Entries from an annotation dataset

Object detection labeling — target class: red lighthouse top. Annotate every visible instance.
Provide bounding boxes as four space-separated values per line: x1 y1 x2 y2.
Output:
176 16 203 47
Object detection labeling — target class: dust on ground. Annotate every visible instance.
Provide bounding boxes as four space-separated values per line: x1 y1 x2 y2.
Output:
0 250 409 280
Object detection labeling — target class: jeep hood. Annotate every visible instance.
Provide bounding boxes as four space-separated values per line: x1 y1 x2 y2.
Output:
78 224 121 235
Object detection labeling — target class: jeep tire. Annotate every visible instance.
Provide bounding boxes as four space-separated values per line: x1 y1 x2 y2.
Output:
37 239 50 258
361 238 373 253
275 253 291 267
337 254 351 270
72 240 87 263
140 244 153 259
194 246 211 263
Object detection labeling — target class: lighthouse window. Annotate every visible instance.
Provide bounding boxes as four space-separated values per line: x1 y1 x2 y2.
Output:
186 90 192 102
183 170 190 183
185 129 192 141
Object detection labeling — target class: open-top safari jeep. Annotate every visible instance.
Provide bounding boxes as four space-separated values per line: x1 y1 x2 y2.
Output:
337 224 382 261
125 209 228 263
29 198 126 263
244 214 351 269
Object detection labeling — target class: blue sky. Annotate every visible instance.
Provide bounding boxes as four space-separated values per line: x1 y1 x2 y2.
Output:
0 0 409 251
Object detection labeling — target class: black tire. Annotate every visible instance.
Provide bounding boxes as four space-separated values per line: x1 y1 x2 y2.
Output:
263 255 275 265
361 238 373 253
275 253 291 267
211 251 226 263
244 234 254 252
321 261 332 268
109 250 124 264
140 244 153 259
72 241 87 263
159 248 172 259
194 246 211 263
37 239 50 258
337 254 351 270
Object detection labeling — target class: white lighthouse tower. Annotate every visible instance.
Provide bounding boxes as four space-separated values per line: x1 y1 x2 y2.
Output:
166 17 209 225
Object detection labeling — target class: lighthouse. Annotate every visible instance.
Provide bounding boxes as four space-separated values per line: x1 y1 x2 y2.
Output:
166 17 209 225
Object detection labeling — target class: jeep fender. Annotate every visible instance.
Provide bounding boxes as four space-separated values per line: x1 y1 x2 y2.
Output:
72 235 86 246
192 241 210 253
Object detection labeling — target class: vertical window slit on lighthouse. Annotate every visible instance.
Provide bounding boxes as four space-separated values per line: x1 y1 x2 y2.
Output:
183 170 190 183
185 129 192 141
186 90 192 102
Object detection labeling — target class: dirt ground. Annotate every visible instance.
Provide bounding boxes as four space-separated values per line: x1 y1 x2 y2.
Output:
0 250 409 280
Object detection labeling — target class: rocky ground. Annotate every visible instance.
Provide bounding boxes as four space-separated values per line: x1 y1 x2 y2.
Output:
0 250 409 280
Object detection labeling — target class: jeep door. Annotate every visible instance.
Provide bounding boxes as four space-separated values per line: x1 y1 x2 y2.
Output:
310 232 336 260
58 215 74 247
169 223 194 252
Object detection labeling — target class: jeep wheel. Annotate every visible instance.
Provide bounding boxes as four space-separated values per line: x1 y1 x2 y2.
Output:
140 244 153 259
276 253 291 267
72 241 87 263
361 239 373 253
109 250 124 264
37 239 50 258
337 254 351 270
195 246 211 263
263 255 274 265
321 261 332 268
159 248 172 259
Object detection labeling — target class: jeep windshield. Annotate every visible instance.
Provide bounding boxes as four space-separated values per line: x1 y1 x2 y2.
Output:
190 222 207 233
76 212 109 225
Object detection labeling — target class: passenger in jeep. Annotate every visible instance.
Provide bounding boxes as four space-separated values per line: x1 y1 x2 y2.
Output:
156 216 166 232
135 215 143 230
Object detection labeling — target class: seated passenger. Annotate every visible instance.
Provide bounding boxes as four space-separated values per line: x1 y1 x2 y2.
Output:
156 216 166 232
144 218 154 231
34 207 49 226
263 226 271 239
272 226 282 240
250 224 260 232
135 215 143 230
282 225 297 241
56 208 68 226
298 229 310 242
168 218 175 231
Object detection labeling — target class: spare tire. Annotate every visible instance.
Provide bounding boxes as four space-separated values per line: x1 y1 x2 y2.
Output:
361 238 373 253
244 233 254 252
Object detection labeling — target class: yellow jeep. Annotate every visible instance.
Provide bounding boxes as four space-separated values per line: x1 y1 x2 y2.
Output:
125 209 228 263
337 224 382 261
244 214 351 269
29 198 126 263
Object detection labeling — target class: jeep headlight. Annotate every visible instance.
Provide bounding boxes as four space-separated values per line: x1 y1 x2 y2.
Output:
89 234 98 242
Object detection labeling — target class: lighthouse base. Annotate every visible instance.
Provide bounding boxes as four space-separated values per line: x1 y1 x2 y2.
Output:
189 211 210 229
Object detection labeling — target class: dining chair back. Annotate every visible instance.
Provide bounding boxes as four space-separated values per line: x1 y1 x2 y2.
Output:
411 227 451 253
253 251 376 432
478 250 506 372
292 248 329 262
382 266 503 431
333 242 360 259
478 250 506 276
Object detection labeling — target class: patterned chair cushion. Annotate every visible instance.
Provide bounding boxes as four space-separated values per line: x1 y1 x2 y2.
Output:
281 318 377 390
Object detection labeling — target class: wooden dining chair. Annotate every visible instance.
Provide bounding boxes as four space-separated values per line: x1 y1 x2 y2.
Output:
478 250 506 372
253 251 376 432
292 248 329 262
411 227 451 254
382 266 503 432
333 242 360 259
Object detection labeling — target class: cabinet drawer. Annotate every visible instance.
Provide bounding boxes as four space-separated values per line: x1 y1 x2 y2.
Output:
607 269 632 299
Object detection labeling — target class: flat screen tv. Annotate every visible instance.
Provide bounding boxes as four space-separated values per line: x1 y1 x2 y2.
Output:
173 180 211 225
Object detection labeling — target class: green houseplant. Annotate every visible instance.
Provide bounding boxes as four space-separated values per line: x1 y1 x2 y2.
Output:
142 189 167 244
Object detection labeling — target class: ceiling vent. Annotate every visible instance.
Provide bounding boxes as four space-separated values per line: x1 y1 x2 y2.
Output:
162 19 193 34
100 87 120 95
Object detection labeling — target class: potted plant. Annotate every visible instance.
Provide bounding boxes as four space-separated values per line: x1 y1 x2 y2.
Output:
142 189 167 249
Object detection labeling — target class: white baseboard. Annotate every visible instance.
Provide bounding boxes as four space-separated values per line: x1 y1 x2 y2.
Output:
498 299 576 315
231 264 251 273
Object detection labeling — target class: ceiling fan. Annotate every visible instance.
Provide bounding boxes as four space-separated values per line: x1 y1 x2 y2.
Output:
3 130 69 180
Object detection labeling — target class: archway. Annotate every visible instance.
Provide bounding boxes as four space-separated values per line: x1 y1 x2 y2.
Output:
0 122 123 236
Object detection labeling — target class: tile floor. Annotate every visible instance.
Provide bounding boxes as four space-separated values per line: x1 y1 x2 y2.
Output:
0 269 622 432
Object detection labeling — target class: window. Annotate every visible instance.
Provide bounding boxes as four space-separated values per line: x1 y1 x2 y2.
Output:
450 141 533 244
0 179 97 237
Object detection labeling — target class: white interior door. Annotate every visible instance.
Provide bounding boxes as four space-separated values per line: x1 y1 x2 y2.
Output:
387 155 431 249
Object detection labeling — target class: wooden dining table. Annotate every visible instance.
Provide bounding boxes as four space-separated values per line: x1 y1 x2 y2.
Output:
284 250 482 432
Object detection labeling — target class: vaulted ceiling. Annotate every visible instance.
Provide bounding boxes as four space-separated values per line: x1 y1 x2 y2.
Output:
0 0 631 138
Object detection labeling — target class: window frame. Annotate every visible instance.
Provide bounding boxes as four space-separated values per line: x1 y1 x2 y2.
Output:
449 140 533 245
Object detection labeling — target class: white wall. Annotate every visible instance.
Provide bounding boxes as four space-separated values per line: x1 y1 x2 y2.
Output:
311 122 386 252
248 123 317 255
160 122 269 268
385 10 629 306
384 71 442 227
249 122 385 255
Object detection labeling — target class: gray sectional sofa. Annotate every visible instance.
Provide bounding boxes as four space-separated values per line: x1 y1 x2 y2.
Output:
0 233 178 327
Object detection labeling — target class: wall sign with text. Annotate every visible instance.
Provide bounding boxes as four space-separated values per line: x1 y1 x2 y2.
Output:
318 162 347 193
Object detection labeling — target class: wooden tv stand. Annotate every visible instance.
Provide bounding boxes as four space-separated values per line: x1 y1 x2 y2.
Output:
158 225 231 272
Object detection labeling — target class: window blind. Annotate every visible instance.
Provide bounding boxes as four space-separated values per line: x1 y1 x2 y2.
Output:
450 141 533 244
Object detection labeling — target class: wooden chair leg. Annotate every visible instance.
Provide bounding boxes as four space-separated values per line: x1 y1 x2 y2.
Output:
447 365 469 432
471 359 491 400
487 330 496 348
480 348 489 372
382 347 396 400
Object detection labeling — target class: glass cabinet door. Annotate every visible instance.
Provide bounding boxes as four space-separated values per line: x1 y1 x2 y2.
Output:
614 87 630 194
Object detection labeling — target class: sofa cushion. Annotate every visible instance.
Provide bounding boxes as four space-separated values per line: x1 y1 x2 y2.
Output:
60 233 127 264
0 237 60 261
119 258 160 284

Problem details -
How many lines in the records above contain the string "lighthouse"? Reply with only the number.

Answer to this task -
6